* **GIVEN REQUEST**
Please lay out the entries from the line with "Excuse me — can you help locate the person walking" through the line with "176, 125, 291, 277", both lines included, as a two-column CSV with the headers entry and answer. Give one row per entry, and put each value in a single quoted field with its line breaks turned into spaces.

* **DATA SECTION**
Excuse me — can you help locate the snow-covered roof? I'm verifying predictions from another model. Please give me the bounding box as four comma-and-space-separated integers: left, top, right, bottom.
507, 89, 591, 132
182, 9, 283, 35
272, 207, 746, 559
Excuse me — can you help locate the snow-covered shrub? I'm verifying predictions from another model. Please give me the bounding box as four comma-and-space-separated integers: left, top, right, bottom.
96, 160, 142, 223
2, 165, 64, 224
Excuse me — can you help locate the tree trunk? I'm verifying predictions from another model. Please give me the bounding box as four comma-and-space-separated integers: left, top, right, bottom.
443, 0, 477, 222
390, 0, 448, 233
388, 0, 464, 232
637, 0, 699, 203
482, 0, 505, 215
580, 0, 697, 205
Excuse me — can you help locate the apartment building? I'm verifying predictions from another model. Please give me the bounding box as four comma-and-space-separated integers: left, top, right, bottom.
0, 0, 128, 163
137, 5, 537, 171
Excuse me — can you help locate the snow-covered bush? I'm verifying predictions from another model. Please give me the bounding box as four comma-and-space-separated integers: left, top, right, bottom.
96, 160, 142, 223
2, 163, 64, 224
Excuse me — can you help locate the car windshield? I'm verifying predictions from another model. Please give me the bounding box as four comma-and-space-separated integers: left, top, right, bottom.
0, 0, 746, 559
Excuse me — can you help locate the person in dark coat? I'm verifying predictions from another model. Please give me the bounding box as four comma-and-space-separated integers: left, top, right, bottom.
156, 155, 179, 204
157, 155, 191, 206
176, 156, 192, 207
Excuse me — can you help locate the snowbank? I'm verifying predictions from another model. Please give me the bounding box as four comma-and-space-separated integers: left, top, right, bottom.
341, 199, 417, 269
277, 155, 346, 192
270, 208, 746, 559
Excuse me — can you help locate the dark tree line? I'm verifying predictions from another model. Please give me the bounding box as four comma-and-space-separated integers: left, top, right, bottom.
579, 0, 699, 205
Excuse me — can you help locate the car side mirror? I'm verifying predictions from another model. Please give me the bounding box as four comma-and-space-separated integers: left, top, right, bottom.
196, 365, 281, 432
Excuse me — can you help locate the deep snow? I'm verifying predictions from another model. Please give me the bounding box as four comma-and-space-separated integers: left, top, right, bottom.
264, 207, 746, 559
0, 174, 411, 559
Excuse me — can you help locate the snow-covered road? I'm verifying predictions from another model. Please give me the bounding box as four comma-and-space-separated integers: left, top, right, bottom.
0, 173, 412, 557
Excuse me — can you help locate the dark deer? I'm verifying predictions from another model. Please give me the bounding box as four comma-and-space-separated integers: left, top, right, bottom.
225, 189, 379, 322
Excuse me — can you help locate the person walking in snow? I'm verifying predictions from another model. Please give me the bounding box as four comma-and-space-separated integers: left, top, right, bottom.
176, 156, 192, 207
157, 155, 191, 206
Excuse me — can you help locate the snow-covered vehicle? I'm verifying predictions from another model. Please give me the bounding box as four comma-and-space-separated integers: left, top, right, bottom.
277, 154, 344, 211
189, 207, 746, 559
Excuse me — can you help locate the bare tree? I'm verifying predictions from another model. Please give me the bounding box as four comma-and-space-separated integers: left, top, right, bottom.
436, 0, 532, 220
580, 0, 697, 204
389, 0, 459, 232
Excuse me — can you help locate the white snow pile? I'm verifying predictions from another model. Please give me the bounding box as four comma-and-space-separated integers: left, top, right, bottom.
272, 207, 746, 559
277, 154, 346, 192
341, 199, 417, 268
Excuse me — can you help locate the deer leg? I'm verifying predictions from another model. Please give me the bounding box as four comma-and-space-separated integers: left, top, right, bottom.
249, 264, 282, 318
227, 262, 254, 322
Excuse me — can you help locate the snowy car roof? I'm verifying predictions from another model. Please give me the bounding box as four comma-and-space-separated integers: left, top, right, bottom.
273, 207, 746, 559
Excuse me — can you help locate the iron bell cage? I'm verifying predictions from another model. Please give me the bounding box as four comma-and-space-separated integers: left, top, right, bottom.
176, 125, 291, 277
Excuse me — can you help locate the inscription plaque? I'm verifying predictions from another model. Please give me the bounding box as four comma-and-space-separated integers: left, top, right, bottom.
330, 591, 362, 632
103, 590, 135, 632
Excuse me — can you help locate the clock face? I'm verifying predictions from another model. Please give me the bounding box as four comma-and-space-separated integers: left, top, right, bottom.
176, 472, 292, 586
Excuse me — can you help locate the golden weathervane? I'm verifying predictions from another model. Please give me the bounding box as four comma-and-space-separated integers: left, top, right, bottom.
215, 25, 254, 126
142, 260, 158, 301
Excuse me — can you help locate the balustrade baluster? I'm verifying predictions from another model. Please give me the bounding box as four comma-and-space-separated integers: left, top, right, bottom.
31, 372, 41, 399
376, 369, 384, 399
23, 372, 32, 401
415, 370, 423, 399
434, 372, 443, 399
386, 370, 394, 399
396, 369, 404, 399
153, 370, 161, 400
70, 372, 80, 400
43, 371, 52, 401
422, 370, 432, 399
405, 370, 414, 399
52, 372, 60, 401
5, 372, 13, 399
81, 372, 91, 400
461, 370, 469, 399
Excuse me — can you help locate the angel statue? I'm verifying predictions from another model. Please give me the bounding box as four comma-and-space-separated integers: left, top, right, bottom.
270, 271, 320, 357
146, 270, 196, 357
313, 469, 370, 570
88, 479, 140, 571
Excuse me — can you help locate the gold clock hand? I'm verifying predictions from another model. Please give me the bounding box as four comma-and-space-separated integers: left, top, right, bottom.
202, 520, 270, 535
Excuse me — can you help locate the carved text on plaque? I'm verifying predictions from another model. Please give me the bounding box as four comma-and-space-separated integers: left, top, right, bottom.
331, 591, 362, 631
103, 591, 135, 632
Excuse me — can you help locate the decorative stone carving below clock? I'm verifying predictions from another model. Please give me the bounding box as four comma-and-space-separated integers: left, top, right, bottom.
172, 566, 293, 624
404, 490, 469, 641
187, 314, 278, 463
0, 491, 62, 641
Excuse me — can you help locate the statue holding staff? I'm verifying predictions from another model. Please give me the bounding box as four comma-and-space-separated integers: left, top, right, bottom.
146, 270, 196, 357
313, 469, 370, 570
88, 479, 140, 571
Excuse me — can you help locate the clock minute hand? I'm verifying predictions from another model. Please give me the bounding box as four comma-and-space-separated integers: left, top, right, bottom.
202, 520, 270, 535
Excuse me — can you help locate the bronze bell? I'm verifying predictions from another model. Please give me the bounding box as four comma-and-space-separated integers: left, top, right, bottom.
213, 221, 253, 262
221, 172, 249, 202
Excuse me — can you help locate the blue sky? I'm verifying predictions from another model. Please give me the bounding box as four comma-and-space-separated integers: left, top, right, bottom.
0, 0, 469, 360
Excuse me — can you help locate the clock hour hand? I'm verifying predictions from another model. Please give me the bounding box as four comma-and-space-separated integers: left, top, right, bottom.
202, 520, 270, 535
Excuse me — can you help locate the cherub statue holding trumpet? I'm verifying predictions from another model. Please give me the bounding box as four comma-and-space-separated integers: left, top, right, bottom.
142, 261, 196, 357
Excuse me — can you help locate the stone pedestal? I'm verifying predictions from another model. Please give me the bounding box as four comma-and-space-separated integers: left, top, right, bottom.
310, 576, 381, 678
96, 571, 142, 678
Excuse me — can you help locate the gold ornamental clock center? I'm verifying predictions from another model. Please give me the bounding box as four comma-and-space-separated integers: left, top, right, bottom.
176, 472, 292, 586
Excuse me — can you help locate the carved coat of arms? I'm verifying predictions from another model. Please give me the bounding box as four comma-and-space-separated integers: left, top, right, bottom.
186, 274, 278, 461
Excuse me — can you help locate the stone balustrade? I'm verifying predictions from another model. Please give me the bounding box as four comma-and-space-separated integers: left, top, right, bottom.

* **TASK RESULT**
entry,answer
"Excuse me — can you help locate the person walking in snow? I'm verifying predictions from another model. Please give me the bounding box as four comma-and-space-separated integers: left, top, right, bottom.","176, 156, 192, 207 157, 155, 191, 206"
"Excuse me — can you help locate the snow-covered vehicle? I'm verifying predictions from another model. Please give me the bounding box as four comma-and-space-separated integers: left, top, right, bottom.","277, 154, 344, 211 189, 207, 746, 559"
"Excuse me — can you help locate the bare tree? I'm verifying predictions from another model. Please give me the bounding box as four comma-and-space-separated integers: left, top, right, bottom.","436, 0, 532, 220 580, 0, 697, 204 389, 0, 459, 232"
"Excuse me — can you help locate the white snow pile? I'm verifying predictions from another model. Please give me the bounding box as four comma-and-space-separated integers: left, top, right, bottom.","272, 207, 746, 559 277, 154, 346, 192 341, 199, 417, 268"
"Excuse me — can you help locate the deer leg? I'm verifying predictions from another model. Please give me the bounding box as four comma-and-space-separated integers: left, top, right, bottom.","249, 264, 282, 318 227, 262, 254, 322"
"Excuse me — can you help locate the snowy car roof? I'm verifying predictions from another model. Please give me the bounding box as four comma-and-space-separated integers: left, top, right, bottom.","273, 207, 746, 559"
"Excuse me — can you help locate the iron bell cage? I'm verifying predictions from another model. Please give me the bounding box as four comma-and-space-separated integers: left, top, right, bottom.","176, 125, 291, 277"